**EXTRACT TO READ:**
§ §

Comparative Advantage, Absolute Advantage, and Terms of Trade
Updated 7/5/2018 Jacob Reed
A fundamental goal of economics is the efficient use of resources. Using the concept of comparative advantage to guide the use of resources can help with that end. The Advanced Placement Economics Exam usually has a few questions about comparative advantage in the multiple choice section and it appears on both the microeconomics and macroeconomics exams so it is an important topic for students to review. Below you will find a run-down of absolute advantage, comparative advantage and terms of trade. When you are done, head to the comparative advantage review game to practice and make sure you get it.
Absolute Advantage: is the ability of one entity to produce more of a good or service with fixed resources, or the same amount with fewer resources than another entity. For example, if Katrina can type 6 pages in an hour and Davis can type 8 pages in an hour, Davis has an absolute advantage in typing because he can produce more typed pages with an hour of labor than Katrina can. But if Katrina can mow a lawn in 15 minutes while it takes Davis 20 minutes to mow that same lawn, then Katrina has an absolute advantage in mowing lawns. That is because Katrina can mow a lawn using fewer resources (minutes of labor). Essentially the absolute advantage goes to the person or entity that is better at producing the good in question. Absolute advantage is a term you need to understand and remember, but it isn’t very helpful in determining how resources should be used. To determine how resources should be used comparative advantage is needed.
Comparative Advantage: is the ability of one entity to produce a good or service at a lower opportunity cost than another entity. When it comes to calculating opportunity cost there are 2 methods; depending on whether you are looking at outputs (with fixed inputs) or inputs (with fixed outputs).
Outputs: Take a look at the two production possibilities curves. In this example David and William both like to bake. When looking at their respective PPC’s only the maximum levels of production are relevant (where the PPC hits both axes). William can cook 2 cakes or 4 pies in an afternoon. David can cook 4 cakes and 6 pies. With output questions the numbers provided are the quantities of finished products. Since the amount of time is fixed, this is an output question.
While David has the absolute advantage for both goods (he is able to produce more of both outputs), that fact isn’t relevant when determining comparative advantage. Determining comparative advantage requires calculating opportunity costs. When calculating opportunity costs with Outputs, use the “Other Over” formula (output and other both start with “O”). The “Other Over” formula is:
Opportunity Cost of 1 A = B/A of B
So the opportunity cost of Cakes is Pies (the other one) divided by Cakes. Using the numbers from the PPC’s above, the opportunity costs are found below:
Opportunity cost of 1 pie = 2/4 cakes = 1/2 cakes
Opportunity cost of 1 cake = 4/2 pies = 2 pies
Opportunity cost of 1 pie = 4/6 cakes = 2/3 cakes
Opportunity cost of 1 cake = 6/4 pies = 1 1/2 pies
Based on the calculations above, William can produce a pie with an opportunity cost of 1/2 a cake. David has an opportunity cost of 2/3 a cake every time he makes a pie. William has the lower opportunity cost when producing pies, therefore he has the comparative advantage for pies. For cakes, William has an opportunity cost of 2 pies and David has an opportunity cost of 1 1/2 a pies. Since David gives up fewer pies every time he makes a cake, he has the comparative advantage for cakes. As a result, David should specialize in the production of cakes while William should specialize in the production of pies.

§ §

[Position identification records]
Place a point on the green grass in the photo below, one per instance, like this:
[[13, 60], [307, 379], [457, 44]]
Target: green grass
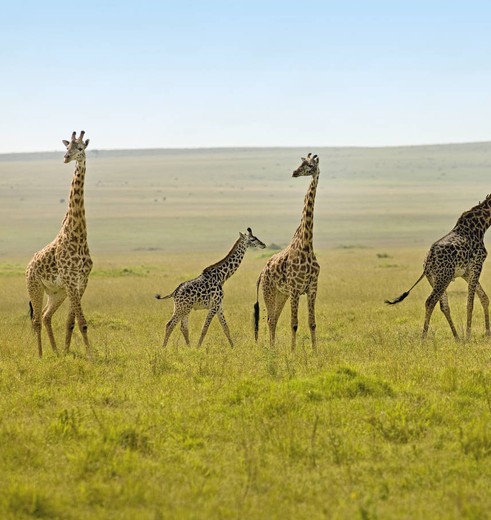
[[374, 425]]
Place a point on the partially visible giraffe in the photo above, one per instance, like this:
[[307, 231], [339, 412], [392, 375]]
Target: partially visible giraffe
[[206, 291], [62, 268], [295, 270], [460, 253]]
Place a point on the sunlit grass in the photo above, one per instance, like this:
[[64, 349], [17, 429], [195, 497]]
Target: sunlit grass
[[375, 424]]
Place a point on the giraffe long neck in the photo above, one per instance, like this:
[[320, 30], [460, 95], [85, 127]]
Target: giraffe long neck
[[304, 235], [226, 267], [74, 222]]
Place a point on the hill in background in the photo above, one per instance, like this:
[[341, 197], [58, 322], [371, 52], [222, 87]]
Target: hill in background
[[198, 200]]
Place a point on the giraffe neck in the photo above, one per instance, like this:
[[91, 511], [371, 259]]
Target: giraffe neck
[[226, 267], [304, 235], [74, 222], [475, 222]]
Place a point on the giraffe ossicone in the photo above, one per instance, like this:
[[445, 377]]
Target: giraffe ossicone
[[206, 291], [295, 270], [460, 253], [62, 268]]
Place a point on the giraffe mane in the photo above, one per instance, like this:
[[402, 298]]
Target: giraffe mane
[[227, 256]]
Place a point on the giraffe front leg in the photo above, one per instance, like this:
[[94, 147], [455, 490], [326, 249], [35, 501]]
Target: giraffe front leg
[[70, 325], [209, 317], [185, 329], [76, 308], [169, 327], [473, 281], [439, 289], [311, 296], [485, 306], [294, 318], [221, 317]]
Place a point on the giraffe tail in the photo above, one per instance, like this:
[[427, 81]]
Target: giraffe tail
[[160, 297], [256, 309], [404, 295]]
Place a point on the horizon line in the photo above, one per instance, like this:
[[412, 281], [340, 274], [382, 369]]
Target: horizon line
[[260, 147]]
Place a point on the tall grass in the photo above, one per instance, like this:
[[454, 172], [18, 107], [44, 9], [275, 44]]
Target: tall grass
[[374, 425]]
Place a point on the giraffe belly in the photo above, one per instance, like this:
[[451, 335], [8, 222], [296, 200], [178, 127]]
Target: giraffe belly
[[459, 271], [53, 286], [200, 306]]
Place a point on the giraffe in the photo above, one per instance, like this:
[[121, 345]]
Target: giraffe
[[295, 270], [206, 291], [460, 253], [62, 268]]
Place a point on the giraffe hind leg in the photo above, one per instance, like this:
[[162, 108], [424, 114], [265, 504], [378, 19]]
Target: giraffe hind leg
[[439, 289], [311, 296], [294, 318], [185, 329], [445, 307], [36, 293], [275, 302], [54, 302], [223, 322], [209, 317], [483, 297], [76, 308]]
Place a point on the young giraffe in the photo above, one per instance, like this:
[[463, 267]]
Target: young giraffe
[[295, 270], [206, 292], [62, 268], [460, 253]]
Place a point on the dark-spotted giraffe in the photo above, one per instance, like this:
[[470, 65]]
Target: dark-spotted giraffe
[[62, 268], [295, 270], [461, 253], [206, 291]]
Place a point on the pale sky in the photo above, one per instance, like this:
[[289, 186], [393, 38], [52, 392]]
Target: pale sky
[[187, 74]]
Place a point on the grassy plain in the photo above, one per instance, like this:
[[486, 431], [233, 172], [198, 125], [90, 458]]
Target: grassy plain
[[374, 425]]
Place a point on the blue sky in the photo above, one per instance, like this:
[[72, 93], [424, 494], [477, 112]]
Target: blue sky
[[147, 74]]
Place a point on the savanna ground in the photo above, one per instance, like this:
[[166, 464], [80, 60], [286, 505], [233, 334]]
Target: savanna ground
[[374, 425]]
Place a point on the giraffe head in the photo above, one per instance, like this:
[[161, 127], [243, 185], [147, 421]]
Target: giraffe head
[[250, 240], [75, 148], [309, 166]]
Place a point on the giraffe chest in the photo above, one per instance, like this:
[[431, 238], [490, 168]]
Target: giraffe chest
[[199, 294]]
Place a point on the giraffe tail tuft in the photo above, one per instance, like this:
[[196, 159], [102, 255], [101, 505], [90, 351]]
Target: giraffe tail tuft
[[398, 299], [160, 297], [403, 296]]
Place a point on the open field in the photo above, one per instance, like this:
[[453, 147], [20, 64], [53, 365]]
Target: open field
[[374, 425]]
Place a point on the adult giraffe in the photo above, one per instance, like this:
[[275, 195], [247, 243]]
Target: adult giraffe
[[62, 268], [295, 270], [459, 253]]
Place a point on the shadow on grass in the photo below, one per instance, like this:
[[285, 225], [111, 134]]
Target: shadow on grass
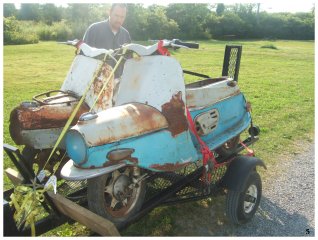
[[207, 218]]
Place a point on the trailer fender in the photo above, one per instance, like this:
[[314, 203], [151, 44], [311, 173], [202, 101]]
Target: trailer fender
[[238, 172]]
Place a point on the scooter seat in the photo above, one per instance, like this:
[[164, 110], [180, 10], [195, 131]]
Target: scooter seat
[[121, 122]]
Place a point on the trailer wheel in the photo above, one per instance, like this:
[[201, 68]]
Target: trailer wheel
[[229, 147], [241, 206], [115, 196]]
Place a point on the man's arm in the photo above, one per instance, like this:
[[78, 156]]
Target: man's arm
[[89, 36]]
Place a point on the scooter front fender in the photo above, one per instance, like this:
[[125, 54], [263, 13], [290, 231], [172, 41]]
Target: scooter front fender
[[73, 173]]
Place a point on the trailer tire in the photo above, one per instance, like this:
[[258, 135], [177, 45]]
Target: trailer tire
[[241, 206], [100, 199]]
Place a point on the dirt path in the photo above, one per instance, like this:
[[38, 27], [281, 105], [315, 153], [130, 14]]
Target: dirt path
[[286, 209]]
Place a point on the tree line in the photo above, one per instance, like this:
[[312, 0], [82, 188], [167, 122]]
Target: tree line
[[33, 22]]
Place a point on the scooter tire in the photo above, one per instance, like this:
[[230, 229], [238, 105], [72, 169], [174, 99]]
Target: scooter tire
[[238, 208], [98, 200]]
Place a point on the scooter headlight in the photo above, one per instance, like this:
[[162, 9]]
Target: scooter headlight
[[76, 147]]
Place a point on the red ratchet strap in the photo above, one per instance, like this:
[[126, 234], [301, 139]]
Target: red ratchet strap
[[207, 154], [78, 44], [162, 50]]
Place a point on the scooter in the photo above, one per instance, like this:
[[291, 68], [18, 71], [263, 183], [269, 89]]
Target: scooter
[[146, 121]]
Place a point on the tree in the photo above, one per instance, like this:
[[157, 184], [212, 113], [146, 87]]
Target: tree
[[50, 13], [136, 21], [159, 26], [30, 12], [190, 19], [220, 9], [9, 10]]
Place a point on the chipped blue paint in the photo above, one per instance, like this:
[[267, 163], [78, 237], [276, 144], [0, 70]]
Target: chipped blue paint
[[159, 148], [233, 119], [154, 148]]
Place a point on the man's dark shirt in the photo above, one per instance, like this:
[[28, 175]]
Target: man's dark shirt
[[100, 35]]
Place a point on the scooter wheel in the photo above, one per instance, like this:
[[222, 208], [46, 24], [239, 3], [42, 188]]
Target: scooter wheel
[[241, 206], [114, 196]]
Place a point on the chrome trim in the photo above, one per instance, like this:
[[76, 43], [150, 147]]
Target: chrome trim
[[72, 173], [209, 105]]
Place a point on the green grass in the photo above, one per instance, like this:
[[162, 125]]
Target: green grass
[[279, 84]]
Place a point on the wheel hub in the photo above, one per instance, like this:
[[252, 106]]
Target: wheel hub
[[250, 199]]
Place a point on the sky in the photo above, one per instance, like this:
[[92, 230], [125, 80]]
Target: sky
[[268, 6]]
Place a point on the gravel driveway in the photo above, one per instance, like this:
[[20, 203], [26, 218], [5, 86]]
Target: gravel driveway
[[286, 209], [288, 204]]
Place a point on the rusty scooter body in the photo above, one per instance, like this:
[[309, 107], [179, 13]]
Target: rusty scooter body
[[138, 125]]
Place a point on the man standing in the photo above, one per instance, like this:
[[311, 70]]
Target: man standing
[[109, 34]]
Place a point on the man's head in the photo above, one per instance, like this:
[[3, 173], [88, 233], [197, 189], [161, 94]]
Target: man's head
[[117, 15]]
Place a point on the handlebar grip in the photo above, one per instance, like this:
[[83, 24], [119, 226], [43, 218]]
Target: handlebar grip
[[187, 44]]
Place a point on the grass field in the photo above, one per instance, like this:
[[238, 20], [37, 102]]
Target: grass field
[[278, 82]]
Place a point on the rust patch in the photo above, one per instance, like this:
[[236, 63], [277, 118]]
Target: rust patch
[[169, 167], [174, 111], [44, 117], [142, 119], [105, 98]]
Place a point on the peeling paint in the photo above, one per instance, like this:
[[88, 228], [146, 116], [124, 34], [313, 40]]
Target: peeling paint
[[174, 111], [41, 117], [169, 167], [122, 122]]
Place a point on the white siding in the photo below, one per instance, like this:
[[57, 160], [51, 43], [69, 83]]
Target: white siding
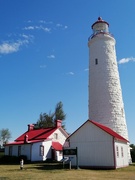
[[61, 137], [122, 159], [35, 153], [95, 147], [25, 150]]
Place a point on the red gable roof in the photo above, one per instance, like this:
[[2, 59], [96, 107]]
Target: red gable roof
[[104, 128], [57, 146], [109, 131], [37, 134]]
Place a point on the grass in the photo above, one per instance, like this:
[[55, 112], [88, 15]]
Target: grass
[[54, 171]]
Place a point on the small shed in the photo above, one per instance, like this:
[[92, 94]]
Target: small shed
[[98, 147], [39, 144]]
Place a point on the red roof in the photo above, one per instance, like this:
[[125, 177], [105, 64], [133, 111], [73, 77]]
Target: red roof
[[109, 131], [37, 134], [57, 146], [106, 129]]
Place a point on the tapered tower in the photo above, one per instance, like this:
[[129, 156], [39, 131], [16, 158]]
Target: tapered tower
[[105, 95]]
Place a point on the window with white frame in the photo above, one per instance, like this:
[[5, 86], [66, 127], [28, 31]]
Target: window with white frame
[[117, 151], [10, 150], [55, 136], [122, 153], [19, 150], [41, 150]]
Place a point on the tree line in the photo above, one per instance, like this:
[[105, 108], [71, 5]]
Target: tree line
[[45, 120]]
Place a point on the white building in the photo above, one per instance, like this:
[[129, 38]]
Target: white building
[[39, 144], [98, 147], [105, 95]]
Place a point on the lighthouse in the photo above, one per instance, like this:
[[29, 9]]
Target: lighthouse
[[105, 94]]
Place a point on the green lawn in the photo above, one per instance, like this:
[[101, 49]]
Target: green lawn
[[48, 171]]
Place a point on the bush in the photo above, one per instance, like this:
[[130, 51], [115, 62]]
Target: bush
[[8, 159], [12, 159], [23, 157]]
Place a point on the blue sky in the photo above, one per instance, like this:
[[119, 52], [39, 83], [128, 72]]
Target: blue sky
[[44, 58]]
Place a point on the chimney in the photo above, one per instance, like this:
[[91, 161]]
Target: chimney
[[26, 138], [58, 123], [30, 127]]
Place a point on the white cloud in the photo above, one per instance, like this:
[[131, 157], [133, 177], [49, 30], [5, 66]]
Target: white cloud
[[70, 73], [126, 60], [65, 27], [46, 29], [6, 48], [51, 56], [86, 69], [29, 28], [59, 25], [11, 47]]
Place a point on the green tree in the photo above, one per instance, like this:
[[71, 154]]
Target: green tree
[[48, 120], [5, 135], [45, 120]]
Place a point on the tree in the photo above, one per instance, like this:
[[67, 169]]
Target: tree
[[5, 135], [48, 120], [45, 120]]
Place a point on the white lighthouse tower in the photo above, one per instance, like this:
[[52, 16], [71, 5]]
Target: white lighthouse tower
[[105, 95]]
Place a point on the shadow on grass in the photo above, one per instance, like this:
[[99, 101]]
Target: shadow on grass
[[51, 166]]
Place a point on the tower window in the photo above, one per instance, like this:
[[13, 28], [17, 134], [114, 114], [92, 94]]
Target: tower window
[[96, 61]]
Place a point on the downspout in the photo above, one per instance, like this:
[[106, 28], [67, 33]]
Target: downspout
[[114, 154]]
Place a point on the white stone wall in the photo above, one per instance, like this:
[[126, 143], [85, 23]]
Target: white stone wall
[[105, 95]]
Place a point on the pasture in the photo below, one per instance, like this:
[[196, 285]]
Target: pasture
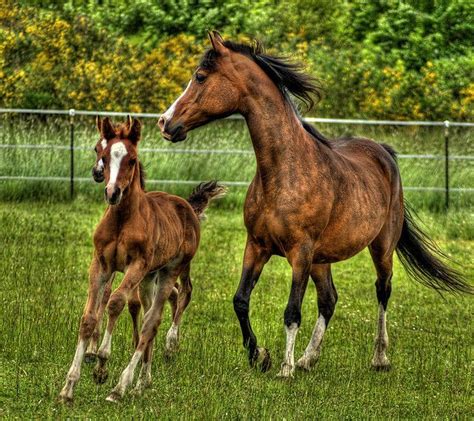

§ §

**EXERCISE A:**
Answer the following questions using the page on comparative advantage:
(i) How many pages can Davis type in an hour?
(ii) How many pies can William cook in an afternoon?
(iii) What is David's opportunity cost of one cake?
**EXERCISE B:** Set down the passage of the page on comparative advantage between "Comparative Advantage, Absolute" and "you get it.", inclusive.
**EXERCISE C:**
For each statement, indicate whether it agrees with the page on comparative advantage, and support each answer with the deciding words quoted from it:
(i) Katrina can mow a lawn in 15 minutes.
(ii) William has the comparative advantage for cakes.
(iii) Comparative advantage appears only on the macroeconomics exam.

**WRITTEN REPLY A:**
(i) 8 pages
(ii) 4 pies
(iii) 1 1/2 pies

**WRITTEN REPLY B:**
Comparative Advantage, Absolute Advantage, and Terms of Trade
Updated 7/5/2018 Jacob Reed
A fundamental goal of economics is the efficient use of resources. Using the concept of comparative advantage to guide the use of resources can help with that end. The Advanced Placement Economics Exam usually has a few questions about comparative advantage in the multiple choice section and it appears on both the microeconomics and macroeconomics exams so it is an important topic for students to review. Below you will find a run-down of absolute advantage, comparative advantage and terms of trade. When you are done, head to the comparative advantage review game to practice and make sure you get it.

**WRITTEN REPLY C:**
(i) Yes: "Katrina can mow a lawn in 15 minutes"
(ii) No: "Since David gives up fewer pies every time he makes a cake, he has the comparative advantage for cakes."
(iii) No: "it appears on both the microeconomics and macroeconomics exams"